**DOKUMENTAUSZUG:**
Interview – Altraverse: »Gerade im August, September lagen die Umsätze auf Weihnachtsniveau« (DoKomi 2020)

Mikrofon ausgepackt, Ständer aufgebaut und Aufnahme: Überall, wo sich Menschen treffen, gibt es auch immer Leute, die Spannendes zu erzählen haben. Einige davon kriegen wir hin und wieder vor unsere Kamera, vor unseren Notizblock oder in Skype und Teamspeak gezogen.

Joachim KapsQuelle: © Jumpei Tainaka / Altraverse

Das Jahr 2020 hatte Gewinner und Verlierer. Einer der offensichtlichsten Verlierer war die hiesige Convention-Landschaft – bis auf eine besuchermäßig reduzierte DoKomi fand einfach nichts im gewohnten Maße statt. Künstler und Händler, die einen großen Teil ihres Lebensunterhalts mit Conventions erzielen, hatten auch das Nachsehen. Aber dann wird es mit den Verlierern schon schwieriger. Zwar schlossen im Frühjahr 2020 zahlreiche Geschäfte für vier Wochen, doch in der Zeit nach der angeordneten Auszeit berichteten viele Comichändler, mit denen wir gesprochen haben, von spürbaren Umsatzhochs. Dies bestätigen auch Zahlen von Media Control und der Gesellschaft für Konsumforschung für den Gesamtmarkt Buch. Wir trafen Joachim Kaps, Geschäftsführer von Altraverse, auf der DoKomi 2020, der uns half, das Jahr 2020 aus seiner Perspektive einzuordnen. Dabei wurde eins klar: Trotz all der negativen Nachrichten haben wir jeder Einzelne eine Menge lernen können.

**Einträge aus einer Sammlung:**

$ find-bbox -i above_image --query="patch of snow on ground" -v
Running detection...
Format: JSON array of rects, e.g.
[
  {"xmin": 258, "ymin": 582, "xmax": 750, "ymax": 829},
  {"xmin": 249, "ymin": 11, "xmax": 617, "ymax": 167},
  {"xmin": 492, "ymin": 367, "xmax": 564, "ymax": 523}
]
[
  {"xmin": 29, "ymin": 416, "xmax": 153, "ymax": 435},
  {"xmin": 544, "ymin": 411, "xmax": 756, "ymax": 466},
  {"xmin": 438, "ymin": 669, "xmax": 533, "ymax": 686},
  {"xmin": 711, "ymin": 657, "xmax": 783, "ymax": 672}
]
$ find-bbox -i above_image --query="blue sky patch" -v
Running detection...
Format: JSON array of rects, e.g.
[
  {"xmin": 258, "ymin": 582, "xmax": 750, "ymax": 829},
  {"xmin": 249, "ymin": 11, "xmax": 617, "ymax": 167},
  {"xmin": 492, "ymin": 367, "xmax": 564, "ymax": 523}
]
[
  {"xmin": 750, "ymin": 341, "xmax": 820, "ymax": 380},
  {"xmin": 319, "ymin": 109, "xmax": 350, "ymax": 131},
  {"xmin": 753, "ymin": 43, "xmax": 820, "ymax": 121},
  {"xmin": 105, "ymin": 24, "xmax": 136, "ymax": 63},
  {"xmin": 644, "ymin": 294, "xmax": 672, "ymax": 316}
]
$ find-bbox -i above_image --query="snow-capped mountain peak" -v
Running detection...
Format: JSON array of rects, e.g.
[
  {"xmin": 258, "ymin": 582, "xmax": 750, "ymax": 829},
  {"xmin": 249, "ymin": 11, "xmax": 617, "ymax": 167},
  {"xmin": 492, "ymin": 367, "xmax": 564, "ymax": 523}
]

**AUFGABEN:**
(1) Schreibe den Abschnitt des Dokumentauszugs zwischen „Mikrofon ausgepackt, Ständer“ und „und Teamspeak gezogen.“ einschließlich neu und setze dabei „Aufnahmegerät“ an die Stelle von „Mikrofon“.
(2) Beantworte diese Fragen anhand des Dokumentauszugs:
(a) Welche Funktion hat Joachim Kaps bei Altraverse?
(b) Für wie lange schlossen im Frühjahr 2020 zahlreiche Geschäfte?
(c) Auf welcher Veranstaltung wurde Joachim Kaps getroffen?
Stütze dich ausschließlich auf den Dokumentauszug.

**LÖSUNGEN NACHEINANDER:**
(1)
Aufnahmegerät ausgepackt, Ständer aufgebaut und Aufnahme: Überall, wo sich Menschen treffen, gibt es auch immer Leute, die Spannendes zu erzählen haben. Einige davon kriegen wir hin und wieder vor unsere Kamera, vor unseren Notizblock oder in Skype und Teamspeak gezogen.

(2)
(a) Er ist Geschäftsführer von Altraverse.
(b) Für vier Wochen.
(c) Auf der DoKomi 2020.